Given problem
Locate "the ski pole." in the listing below, then output the line holding it and every line after it, exactly and with nothing else.

>> START

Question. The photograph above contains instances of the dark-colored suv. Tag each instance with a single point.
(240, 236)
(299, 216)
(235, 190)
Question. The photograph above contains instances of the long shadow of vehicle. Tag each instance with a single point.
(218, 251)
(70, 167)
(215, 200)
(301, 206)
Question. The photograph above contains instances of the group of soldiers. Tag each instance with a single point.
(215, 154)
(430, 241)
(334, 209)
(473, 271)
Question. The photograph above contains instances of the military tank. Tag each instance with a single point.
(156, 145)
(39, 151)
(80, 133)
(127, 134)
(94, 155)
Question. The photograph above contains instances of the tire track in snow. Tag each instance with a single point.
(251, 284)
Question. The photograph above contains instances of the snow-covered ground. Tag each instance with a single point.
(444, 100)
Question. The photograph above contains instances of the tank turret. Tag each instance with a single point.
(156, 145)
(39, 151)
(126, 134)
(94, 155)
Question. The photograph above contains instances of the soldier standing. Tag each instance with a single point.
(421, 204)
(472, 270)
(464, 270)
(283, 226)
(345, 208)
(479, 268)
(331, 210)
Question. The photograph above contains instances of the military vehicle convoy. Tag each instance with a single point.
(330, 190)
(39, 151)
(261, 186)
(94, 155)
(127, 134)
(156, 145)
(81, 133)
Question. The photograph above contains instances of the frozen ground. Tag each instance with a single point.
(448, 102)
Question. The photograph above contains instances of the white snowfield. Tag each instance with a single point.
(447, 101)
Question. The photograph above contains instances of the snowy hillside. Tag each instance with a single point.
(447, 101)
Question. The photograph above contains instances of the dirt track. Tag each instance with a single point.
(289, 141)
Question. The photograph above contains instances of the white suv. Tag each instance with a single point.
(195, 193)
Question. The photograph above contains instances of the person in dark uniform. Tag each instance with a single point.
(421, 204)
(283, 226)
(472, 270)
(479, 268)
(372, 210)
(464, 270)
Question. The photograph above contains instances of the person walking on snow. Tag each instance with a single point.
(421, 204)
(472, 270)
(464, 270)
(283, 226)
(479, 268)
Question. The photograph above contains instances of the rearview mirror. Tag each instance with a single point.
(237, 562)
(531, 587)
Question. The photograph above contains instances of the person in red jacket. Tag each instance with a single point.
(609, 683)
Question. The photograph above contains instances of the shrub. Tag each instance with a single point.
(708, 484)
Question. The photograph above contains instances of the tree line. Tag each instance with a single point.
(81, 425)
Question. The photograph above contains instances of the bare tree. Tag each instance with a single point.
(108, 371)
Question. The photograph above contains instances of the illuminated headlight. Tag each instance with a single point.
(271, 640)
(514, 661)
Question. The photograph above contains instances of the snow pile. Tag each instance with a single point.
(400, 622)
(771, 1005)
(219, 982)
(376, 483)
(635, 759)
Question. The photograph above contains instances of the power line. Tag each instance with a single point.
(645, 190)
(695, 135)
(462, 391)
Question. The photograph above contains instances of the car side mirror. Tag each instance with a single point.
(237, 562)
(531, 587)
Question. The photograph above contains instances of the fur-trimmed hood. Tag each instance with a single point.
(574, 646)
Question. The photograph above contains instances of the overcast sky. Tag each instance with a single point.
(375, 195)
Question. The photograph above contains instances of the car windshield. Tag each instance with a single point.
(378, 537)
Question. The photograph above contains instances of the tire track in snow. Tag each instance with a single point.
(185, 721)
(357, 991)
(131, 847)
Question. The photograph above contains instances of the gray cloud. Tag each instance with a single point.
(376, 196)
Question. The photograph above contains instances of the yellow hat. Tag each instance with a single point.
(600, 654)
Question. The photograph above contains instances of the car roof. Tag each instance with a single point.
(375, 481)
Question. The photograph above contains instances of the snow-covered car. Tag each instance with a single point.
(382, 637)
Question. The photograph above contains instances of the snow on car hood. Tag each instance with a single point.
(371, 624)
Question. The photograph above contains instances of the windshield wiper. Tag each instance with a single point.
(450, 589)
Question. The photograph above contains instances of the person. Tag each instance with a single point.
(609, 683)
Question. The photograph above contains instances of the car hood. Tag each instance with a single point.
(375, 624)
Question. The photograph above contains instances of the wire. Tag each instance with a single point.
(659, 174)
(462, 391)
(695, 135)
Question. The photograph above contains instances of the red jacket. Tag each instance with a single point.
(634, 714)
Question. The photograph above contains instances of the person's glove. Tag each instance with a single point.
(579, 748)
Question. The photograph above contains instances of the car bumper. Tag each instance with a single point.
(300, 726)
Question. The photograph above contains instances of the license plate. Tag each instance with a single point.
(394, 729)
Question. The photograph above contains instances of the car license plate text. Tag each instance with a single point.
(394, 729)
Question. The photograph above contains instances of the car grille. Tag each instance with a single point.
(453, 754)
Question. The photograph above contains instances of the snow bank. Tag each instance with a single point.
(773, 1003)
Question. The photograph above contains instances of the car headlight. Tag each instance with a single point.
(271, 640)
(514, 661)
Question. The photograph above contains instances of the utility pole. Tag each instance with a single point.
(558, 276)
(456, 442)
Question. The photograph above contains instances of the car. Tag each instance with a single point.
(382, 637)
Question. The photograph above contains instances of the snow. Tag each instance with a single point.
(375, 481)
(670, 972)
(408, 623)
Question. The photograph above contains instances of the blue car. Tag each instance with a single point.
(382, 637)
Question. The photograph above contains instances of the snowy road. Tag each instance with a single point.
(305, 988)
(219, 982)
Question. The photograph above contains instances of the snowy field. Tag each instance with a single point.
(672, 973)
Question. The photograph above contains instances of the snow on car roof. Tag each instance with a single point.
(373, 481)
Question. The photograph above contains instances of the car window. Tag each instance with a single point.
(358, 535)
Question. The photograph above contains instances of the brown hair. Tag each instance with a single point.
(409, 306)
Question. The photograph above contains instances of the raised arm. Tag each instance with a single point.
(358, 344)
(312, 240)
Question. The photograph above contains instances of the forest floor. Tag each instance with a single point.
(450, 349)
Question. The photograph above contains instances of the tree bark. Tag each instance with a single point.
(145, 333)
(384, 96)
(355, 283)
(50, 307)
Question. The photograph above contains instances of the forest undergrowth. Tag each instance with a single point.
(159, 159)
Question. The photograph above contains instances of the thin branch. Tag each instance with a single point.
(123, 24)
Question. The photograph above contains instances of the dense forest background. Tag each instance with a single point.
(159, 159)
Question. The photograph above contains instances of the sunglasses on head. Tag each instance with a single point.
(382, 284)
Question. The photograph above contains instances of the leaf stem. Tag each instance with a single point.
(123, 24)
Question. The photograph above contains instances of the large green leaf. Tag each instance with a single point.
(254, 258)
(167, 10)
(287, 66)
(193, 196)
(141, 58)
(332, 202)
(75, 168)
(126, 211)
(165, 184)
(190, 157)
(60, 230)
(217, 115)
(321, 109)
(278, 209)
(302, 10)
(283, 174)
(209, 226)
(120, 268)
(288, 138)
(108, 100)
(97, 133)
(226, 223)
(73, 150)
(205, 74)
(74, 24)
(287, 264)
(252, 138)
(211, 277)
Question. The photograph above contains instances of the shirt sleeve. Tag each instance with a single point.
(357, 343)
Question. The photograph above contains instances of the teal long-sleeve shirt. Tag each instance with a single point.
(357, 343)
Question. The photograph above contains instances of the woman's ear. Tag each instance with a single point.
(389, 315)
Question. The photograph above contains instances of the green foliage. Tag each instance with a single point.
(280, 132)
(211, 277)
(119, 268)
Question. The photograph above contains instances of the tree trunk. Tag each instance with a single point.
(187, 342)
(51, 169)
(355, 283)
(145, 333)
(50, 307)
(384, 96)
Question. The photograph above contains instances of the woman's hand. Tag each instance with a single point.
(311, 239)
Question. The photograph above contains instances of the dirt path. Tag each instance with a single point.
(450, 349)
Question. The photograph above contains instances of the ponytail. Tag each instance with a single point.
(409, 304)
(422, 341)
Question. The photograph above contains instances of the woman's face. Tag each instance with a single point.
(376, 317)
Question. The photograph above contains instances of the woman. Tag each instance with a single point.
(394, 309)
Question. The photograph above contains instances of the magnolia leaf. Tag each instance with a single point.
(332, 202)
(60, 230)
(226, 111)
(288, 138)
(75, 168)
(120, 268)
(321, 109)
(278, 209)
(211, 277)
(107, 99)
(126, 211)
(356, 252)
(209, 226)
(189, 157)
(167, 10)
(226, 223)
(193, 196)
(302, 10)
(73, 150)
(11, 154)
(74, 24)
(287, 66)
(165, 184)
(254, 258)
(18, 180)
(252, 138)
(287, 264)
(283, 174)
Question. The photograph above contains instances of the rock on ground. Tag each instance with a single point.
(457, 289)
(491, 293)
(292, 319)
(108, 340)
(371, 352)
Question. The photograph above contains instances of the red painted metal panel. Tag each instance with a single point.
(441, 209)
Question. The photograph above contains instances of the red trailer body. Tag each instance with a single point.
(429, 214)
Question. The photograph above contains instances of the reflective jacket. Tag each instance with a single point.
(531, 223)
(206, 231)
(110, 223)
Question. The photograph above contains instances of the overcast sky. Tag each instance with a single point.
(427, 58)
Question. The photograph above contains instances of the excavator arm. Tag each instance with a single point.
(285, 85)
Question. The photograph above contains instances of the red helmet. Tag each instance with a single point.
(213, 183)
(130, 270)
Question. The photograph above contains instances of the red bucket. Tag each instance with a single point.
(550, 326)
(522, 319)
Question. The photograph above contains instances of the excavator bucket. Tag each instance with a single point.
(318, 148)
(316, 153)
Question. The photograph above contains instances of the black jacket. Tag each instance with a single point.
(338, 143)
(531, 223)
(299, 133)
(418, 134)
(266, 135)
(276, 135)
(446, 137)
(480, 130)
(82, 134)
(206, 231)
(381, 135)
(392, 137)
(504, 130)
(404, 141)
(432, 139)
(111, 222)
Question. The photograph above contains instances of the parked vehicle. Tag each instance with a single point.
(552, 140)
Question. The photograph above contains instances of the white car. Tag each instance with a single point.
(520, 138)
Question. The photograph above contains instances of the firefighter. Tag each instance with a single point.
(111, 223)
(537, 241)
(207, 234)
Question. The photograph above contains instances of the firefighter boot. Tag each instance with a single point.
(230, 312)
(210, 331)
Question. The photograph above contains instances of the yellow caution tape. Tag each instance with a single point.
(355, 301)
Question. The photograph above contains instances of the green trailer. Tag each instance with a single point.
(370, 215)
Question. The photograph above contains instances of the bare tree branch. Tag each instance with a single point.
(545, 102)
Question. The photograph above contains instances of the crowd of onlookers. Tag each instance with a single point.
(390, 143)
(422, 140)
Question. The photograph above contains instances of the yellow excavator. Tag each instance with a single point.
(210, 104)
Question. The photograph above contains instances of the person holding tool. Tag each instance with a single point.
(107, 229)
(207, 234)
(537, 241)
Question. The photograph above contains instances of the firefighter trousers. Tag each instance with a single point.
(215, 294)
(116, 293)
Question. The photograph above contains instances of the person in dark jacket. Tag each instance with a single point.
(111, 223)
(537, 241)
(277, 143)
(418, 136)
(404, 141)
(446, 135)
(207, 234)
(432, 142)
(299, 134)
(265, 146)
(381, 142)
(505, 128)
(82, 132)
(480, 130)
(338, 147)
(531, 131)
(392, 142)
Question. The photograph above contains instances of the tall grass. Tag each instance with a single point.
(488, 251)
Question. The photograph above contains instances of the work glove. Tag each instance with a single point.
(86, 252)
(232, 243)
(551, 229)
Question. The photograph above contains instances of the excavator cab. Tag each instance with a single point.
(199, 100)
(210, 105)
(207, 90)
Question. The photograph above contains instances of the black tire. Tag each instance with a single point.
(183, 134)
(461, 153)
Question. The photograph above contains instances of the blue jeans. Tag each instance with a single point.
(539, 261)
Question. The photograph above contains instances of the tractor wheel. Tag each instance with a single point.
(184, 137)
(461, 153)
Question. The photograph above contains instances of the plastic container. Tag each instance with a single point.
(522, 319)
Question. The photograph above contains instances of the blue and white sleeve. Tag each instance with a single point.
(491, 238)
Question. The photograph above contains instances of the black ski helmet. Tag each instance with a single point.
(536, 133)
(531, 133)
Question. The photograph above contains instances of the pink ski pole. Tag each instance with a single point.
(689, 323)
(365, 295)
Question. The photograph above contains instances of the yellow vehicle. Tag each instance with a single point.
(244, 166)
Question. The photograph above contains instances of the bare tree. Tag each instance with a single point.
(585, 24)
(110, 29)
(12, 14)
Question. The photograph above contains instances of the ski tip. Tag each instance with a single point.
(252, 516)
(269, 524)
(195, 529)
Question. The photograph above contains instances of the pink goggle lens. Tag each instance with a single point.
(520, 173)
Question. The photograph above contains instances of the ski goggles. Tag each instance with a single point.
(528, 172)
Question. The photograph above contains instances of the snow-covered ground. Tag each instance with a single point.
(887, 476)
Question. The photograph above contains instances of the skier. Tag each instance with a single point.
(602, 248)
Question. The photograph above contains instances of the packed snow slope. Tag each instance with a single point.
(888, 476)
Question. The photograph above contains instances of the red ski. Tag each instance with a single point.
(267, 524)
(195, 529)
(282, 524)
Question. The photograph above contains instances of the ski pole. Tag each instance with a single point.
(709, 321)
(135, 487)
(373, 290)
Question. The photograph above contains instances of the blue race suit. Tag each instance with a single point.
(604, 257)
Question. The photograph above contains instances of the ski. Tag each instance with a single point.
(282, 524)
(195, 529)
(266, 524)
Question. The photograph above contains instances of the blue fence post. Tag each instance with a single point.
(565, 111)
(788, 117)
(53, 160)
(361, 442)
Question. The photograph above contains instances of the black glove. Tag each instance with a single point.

>> END

Task solution
Question. The photograph above contains instances of the ski pole. Tag each instance with a single point.
(709, 321)
(135, 487)
(373, 290)
Question. The photograph above contains instances of the blue race suit. Tag each instance with a single point.
(604, 257)
Question. The photograph above contains instances of the ski. Tag each instance with a single point.
(282, 524)
(195, 529)
(266, 524)
Question. The photograph above contains instances of the blue fence post. Tag each instance with a single point.
(565, 111)
(788, 117)
(53, 160)
(361, 442)
Question. The photograph above contains instances of the black glove. Tag each instance with a single point.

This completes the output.